Document section:

The poem is very similar to "The Spider and the Fly" in its rhyme scheme, meter, and tone. The first lines of the two songs are as follows:

Will you walk a little faster said a whiting to a snail... (The Lobster Quadrille)

Will you walk into my parlour said a spider to a fly... (The Spider and the Fly)

The song fits into the flow of chapters 9 and 10, "The Mock Turtle's Story" and "The Lobster Quadrille", which are about the Mock Turtle's life and schooling under the sea. The whimsical lyrics feature animals such as porpoises, snails and lobsters. The snail is invited to join a dance in which he would be cast into the English Channel towards France, but he fearfully declines. The reason is left unspoken in the song, but France is known for its consumption of escargot.

== Lyrics ==

"Will you walk a little faster?" said a whiting to a snail,
"There's a porpoise close behind us, and he's treading on my tail.
See how eagerly the lobsters and the turtles all advance!
They are waiting on the shingle—will you come and join the dance?
    Will you, won't you, will you, won't you, will you join the dance?
    Will you, won't you, will you, won't you, won't you join the dance?

"You can really have no notion how delightful it will be
When they take us up and throw us, with the lobsters, out to sea!"
But the snail replied "Too far, too far!" and gave a look askance—
Said he thanked the whiting kindly, but he would not join the dance.
    Would not, could not, would not, could not, would not join the dance.
    Would not, could not, would not, could not, could not join the dance.

"What matters it how far we go?" his scaly friend replied,
"There is another shore, you know, upon the other side.
The further off from England the nearer is to France—
Then turn not pale, beloved snail, but come and join the dance.
    Will you, won't you, will you, won't you, will you join the dance?
    Will you, won't you, will you, won't you, won't you join the dance?"

== Settings ==
The song was performed by Franz Ferdinand (band) for the 2010 film Alice in Wonderland. The song was featured in the film's soundtrack.

The song was performed by the band The Four Postmen on their 1997 album Looking for Grandpa in an upbeat modern style.

Tasks to carry out:
(a) From the passage on "The Lobster Quadrille," return everything from "But the snail" down to "not, would not join the dance.", copied word for word.
(b) Using the passage on "The Lobster Quadrille," answer yes or no to each statement and quote the words that decide it: (i) The snail agrees to join the dance. (ii) Franz Ferdinand performed the song for the 2010 film Alice in Wonderland. (iii) The Four Postmen recorded the song on a 1999 album.

Stored data:
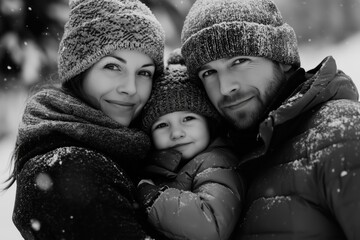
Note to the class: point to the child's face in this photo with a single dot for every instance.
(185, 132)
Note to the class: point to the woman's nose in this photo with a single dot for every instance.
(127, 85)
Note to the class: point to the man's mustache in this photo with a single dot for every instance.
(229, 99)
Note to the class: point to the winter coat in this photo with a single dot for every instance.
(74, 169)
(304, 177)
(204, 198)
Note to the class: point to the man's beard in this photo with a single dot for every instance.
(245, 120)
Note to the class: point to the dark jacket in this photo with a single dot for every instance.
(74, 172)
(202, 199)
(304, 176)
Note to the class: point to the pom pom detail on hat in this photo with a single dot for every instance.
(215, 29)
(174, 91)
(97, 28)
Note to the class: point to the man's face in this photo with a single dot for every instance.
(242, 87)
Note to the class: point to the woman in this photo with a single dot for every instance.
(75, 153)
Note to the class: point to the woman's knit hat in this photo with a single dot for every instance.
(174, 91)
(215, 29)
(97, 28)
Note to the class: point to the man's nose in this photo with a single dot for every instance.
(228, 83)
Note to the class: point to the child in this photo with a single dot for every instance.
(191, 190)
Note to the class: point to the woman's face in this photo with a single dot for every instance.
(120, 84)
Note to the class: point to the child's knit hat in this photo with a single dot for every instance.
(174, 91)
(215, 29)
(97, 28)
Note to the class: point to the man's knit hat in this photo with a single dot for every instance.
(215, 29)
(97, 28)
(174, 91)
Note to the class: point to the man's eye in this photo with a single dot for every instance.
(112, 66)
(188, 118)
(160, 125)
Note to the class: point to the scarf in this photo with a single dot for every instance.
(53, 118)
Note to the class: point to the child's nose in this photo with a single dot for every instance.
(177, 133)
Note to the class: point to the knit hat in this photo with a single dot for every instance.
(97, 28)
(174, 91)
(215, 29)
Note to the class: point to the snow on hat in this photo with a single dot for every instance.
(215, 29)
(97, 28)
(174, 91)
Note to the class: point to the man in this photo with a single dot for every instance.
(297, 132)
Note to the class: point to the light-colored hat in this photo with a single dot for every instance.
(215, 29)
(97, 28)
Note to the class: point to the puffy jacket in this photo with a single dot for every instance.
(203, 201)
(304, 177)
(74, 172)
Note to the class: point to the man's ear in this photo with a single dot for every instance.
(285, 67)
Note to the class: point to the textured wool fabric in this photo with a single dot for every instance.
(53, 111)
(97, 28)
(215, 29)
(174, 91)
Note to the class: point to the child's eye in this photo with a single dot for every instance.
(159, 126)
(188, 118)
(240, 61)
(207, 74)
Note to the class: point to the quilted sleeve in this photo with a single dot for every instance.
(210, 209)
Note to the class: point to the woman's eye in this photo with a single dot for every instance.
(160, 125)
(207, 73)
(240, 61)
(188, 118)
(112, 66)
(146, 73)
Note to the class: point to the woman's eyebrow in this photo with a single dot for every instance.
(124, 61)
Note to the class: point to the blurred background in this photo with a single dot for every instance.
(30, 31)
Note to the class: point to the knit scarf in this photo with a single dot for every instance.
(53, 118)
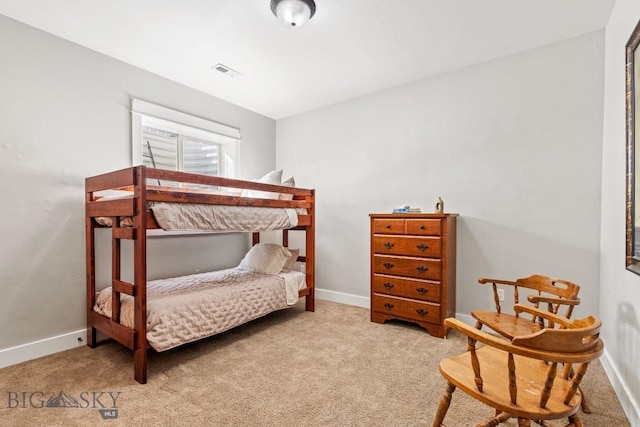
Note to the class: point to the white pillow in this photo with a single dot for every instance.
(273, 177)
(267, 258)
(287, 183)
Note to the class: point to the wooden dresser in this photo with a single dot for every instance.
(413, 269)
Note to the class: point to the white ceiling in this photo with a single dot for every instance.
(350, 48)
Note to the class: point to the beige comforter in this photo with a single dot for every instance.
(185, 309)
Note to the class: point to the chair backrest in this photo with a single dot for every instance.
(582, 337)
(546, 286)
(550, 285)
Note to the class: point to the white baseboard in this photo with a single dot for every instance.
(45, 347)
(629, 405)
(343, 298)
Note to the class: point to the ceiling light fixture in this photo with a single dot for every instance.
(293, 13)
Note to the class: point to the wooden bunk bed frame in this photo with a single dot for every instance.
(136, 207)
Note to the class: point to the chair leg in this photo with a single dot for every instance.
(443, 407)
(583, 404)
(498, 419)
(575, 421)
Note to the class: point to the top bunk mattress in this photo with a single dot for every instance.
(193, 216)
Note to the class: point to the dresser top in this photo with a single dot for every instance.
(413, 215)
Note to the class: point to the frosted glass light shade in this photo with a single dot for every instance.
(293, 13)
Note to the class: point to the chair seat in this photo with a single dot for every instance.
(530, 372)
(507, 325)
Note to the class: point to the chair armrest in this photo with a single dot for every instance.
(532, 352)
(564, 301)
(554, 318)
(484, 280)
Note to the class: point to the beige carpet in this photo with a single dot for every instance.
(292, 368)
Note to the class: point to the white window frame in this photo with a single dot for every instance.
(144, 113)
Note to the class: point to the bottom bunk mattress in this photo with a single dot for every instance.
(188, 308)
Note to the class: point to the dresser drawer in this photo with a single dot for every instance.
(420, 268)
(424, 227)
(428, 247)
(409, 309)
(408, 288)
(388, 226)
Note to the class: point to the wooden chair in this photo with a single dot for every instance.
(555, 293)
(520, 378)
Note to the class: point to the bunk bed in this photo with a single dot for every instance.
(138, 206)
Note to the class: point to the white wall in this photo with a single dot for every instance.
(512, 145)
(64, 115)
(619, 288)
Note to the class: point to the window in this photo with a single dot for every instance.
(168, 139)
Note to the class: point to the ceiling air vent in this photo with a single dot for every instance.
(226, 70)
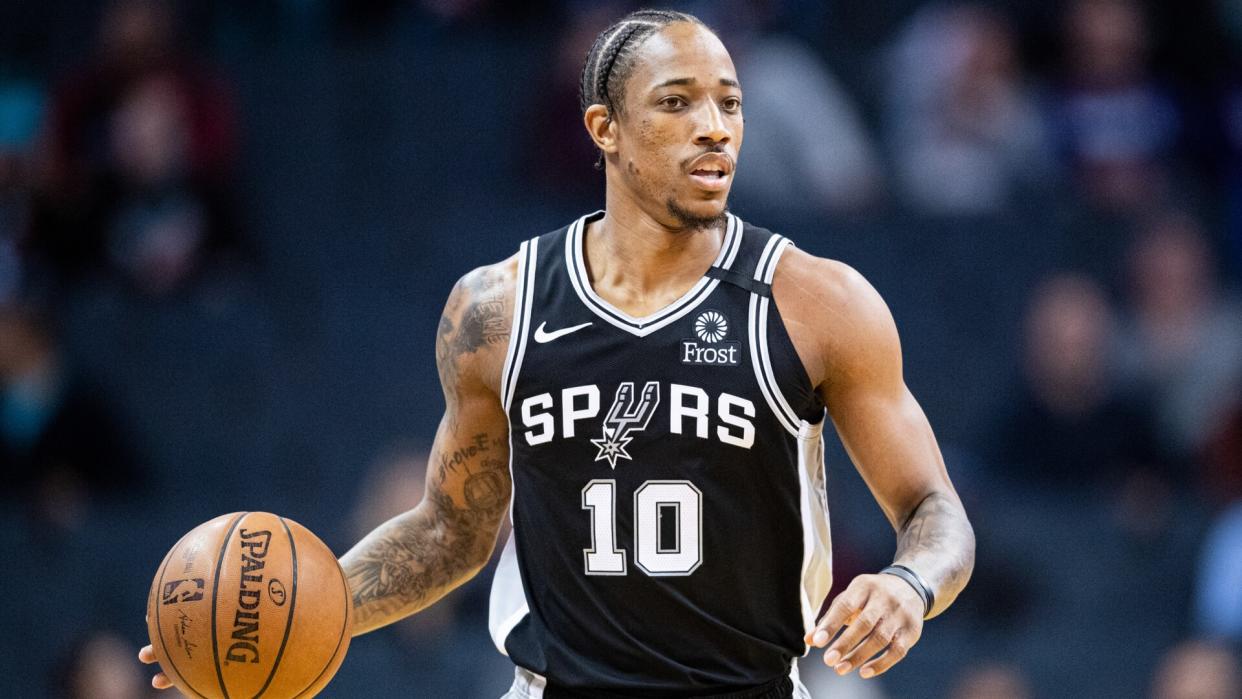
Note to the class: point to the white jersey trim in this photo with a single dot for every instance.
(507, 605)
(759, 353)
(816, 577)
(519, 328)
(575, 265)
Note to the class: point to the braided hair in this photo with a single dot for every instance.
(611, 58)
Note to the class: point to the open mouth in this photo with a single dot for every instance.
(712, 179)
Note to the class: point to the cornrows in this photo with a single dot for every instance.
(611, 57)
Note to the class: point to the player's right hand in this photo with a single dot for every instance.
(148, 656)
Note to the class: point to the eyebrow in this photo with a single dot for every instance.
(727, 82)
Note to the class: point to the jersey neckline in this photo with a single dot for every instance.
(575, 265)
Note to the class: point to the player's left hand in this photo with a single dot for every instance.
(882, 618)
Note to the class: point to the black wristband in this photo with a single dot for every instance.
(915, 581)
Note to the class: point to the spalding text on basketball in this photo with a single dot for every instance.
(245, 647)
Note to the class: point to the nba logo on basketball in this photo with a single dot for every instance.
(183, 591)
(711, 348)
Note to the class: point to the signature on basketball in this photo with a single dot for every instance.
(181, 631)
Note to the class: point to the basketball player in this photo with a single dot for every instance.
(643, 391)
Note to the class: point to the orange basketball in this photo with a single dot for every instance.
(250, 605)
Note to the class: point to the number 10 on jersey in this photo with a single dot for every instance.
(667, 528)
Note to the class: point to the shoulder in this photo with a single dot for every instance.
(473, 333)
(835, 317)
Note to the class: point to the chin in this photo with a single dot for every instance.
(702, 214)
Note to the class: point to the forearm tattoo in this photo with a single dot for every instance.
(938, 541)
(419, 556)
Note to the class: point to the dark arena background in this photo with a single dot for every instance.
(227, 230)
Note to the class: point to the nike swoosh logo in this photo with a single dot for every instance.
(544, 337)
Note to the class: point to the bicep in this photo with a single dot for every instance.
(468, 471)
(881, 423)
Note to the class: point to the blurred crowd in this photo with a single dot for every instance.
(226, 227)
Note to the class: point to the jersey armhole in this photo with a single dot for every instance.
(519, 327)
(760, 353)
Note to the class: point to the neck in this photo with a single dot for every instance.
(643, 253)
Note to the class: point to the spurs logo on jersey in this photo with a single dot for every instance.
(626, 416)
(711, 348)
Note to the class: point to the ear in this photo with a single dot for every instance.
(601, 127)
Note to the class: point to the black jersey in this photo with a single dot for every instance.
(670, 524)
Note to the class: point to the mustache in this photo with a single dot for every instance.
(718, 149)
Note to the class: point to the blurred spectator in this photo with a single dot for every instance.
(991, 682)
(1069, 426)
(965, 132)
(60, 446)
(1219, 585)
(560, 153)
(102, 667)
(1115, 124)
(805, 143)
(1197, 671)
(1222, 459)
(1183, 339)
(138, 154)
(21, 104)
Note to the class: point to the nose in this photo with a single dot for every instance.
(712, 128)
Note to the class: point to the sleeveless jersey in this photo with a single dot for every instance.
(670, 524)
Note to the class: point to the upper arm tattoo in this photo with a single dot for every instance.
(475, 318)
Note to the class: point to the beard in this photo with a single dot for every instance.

Answers per task:
(a)
But the snail replied "Too far, too far!" and gave a look askance—
Said he thanked the whiting kindly, but he would not join the dance.
    Would not, could not, would not, could not, would not join the dance.

(b)
(i) No: "but he fearfully declines"
(ii) Yes: "The song was performed by Franz Ferdinand (band) for the 2010 film Alice in Wonderland."
(iii) No: "on their 1997 album Looking for Grandpa"